• **DATA EXCERPTS**:
-*-

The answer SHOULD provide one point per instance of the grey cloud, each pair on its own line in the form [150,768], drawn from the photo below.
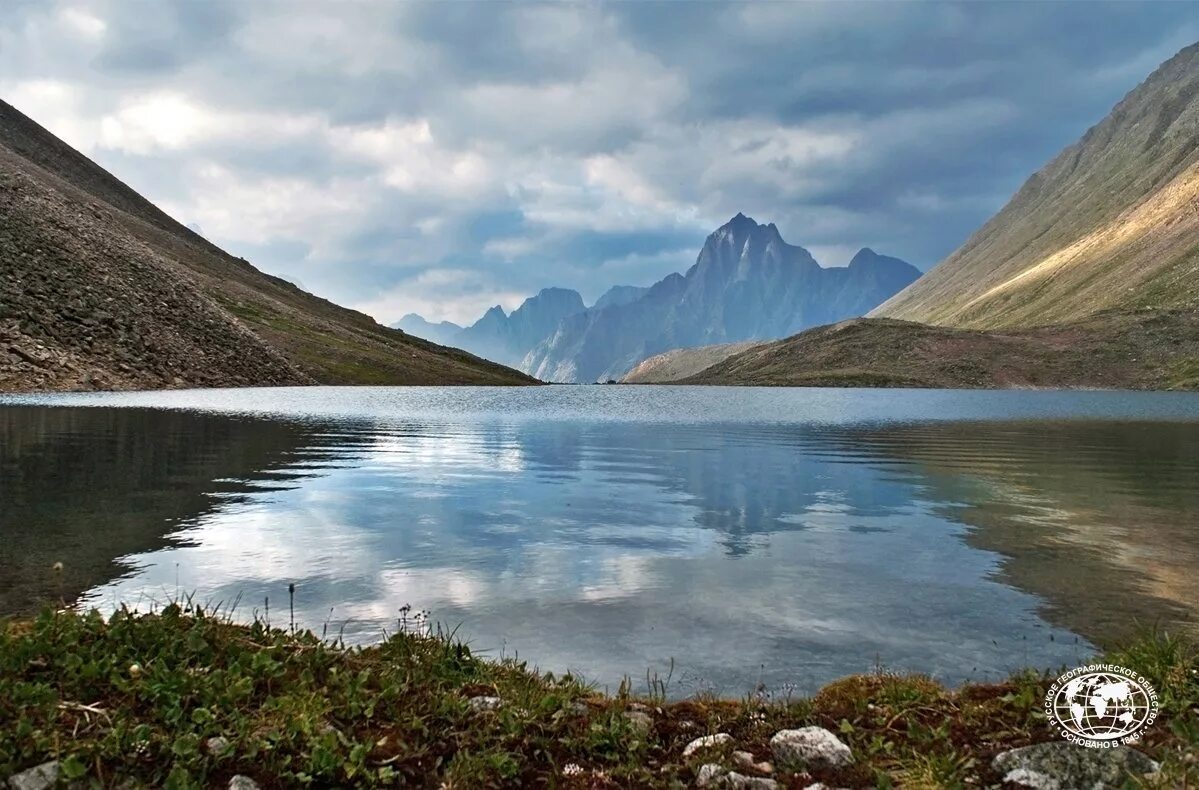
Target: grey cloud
[502,148]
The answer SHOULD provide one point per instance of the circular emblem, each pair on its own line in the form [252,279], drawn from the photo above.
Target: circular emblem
[1101,705]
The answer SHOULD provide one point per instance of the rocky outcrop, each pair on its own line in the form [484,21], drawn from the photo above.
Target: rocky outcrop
[680,363]
[499,336]
[100,289]
[1060,765]
[443,332]
[85,306]
[807,748]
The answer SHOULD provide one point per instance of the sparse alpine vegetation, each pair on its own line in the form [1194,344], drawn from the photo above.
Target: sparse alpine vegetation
[187,699]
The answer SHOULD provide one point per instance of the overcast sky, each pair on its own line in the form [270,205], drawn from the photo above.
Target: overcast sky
[445,157]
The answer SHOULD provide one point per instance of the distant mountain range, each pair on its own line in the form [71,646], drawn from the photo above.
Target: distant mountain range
[747,284]
[100,289]
[1089,277]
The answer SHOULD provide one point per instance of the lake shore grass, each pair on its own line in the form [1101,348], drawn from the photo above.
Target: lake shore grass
[184,698]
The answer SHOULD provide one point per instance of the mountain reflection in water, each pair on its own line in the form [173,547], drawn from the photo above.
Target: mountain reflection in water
[783,552]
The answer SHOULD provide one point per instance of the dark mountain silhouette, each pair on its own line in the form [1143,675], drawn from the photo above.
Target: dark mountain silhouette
[746,284]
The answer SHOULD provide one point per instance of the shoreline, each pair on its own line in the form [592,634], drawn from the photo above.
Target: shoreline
[191,699]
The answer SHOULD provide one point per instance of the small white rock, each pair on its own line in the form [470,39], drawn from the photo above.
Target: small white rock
[484,703]
[809,747]
[709,775]
[706,742]
[217,745]
[1032,779]
[41,777]
[741,782]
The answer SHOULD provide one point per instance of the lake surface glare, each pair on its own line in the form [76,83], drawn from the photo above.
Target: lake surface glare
[727,537]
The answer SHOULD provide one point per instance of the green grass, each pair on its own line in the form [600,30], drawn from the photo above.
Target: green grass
[138,697]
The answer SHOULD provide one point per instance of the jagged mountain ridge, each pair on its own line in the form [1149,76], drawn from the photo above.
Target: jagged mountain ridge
[443,332]
[499,336]
[101,289]
[747,283]
[1089,277]
[1110,223]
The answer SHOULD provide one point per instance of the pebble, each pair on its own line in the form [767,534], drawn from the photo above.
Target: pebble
[706,742]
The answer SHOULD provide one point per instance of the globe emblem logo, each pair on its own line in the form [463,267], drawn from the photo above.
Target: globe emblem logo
[1101,705]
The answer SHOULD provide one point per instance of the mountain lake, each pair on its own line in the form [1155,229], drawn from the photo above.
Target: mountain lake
[716,540]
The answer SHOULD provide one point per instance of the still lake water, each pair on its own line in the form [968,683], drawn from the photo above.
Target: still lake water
[740,535]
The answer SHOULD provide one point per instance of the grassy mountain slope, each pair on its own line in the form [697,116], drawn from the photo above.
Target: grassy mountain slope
[1110,223]
[100,289]
[681,363]
[1149,350]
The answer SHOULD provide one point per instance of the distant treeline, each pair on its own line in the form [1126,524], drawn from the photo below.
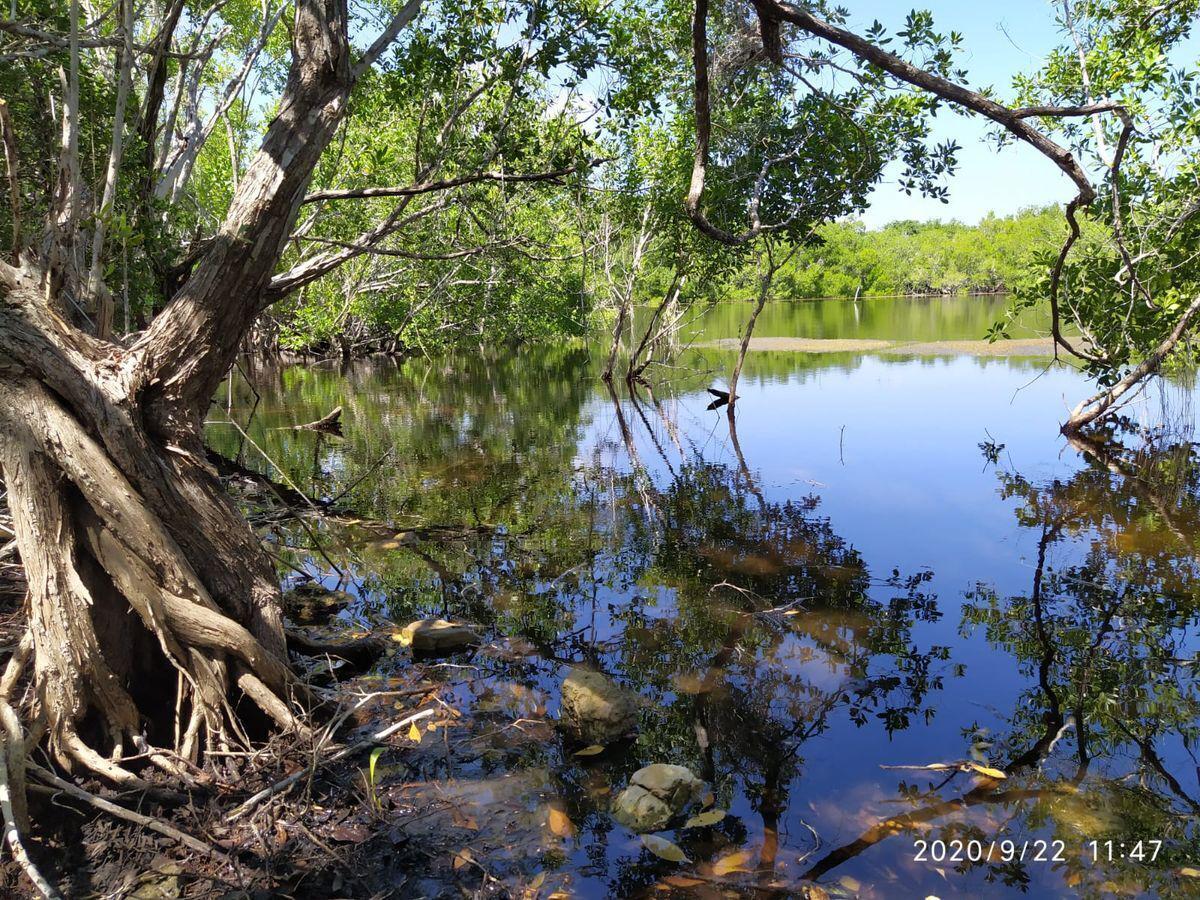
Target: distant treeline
[910,258]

-*-

• **YOUR INSTRUCTIONS**: Copy out every line of the entries above word for word, omitting the pictures.

• **ANSWER FOR THE TASK**:
The answer SHOULD provide one point per instance of the grey cloud, each pair on its own line in the form [150,768], drawn from the photo below.
Target: grey cloud
[502,148]
The answer SHOULD provide one point per instance of the circular emblem, each pair on its own line in the form [252,279], drawn from the photo above.
Target: circular emblem
[1101,705]
The answer SHOULD provide one point per instance of the rocky outcrop, each pair on its own line in the form [484,21], drawn from the photo above.
Target: rocky outcrop
[680,363]
[499,336]
[100,289]
[1060,765]
[443,332]
[85,306]
[807,748]
The answer SHOULD provide one point per instance of the sparse alpine vegetation, each pair on its own line in the form [1194,344], drawn from the photo above.
Target: sparse alpine vegetation
[187,699]
The answer SHOULD provide one point per instance of the overcast sky, each pair on its own line in the form [270,205], drawn from the photo above.
Target: overcast sky
[445,157]
The answer SHOULD provide one point per instance of the distant mountain range, each pair on its own line in the form [71,646], drawn from the photo above.
Target: distant mountain range
[747,284]
[100,289]
[1089,277]
The answer SHOULD provide one point per instance of the lake shore grass, each pair on its own line in the form [1101,348], drawn from the photo above.
Target: lake shore grass
[184,698]
The answer SHOULD provide one point per instance of the mountain reflection in water, each pair on its own line in the form [173,547], drawn from the photo above.
Target: mountain reflection in water
[783,552]
The answer SHOULD provide one point per instance of the dark mountain silhouette, each pair on its own line in the form [1143,675], drawn from the photo above.
Target: dark mountain silhouette
[746,284]
The answer SHOULD provide one point per instance of the shoreline, each pair on its own line in the form [592,634], drawn from the photo above.
Target: shoreline
[191,699]
The answer SHOULD provide one point per instance of the small white rock, each pair on its own line in the form [470,39], drawn from the photo above.
Target: small white rock
[484,703]
[809,747]
[709,775]
[706,742]
[217,745]
[1032,779]
[41,777]
[741,782]
The answer SHOULD provide one point per instance of the lake surface glare, each pair on its own line in the form [76,83], drawn from the photo above.
Target: lake surface glare
[727,537]
The answer SHOULD provide one point per instance of the green grass, each pair on its own line in the form [600,30], drawn from the photo above.
Target: green grass
[138,697]
The answer SHOULD provide one point per instance of the jagged mountain ridge, each pair on its own line in the form [1149,76], drawn from the photo above.
Target: jagged mountain ridge
[443,332]
[499,336]
[101,289]
[747,283]
[1089,277]
[1110,223]
The answer SHOULD provide one point per instance of the pebble, each pair on its own line in the form [767,534], drawn from the photo above.
Target: pebble
[706,742]
The answer SHOULD provide one point per instance of the globe emblem logo, each pair on its own line in the form [463,267], drawn from the photo above.
Target: globe emblem logo
[1101,705]
The answer SHOULD provide one point per instance of the mountain lake, each pair on its own line in the form [1155,229], drawn from the photo above.
Target: mountain lake
[716,540]
The answer SHOULD provide one point per instance of the still lake water, each pair on its own line in the form [968,683], drawn from the photo above.
Target: still lake water
[740,535]
The answer SHOULD provide one point per instance of the grassy mountain slope, each pair on its own line in the form [697,116], drawn from the photo above.
Target: grassy mountain slope
[1110,223]
[100,289]
[681,363]
[1149,350]
The answer SHOULD provide one point per instance of the distant treeline, each pair on its own line in the form [1126,524], drawn from the photo below.
Target: distant treeline
[910,258]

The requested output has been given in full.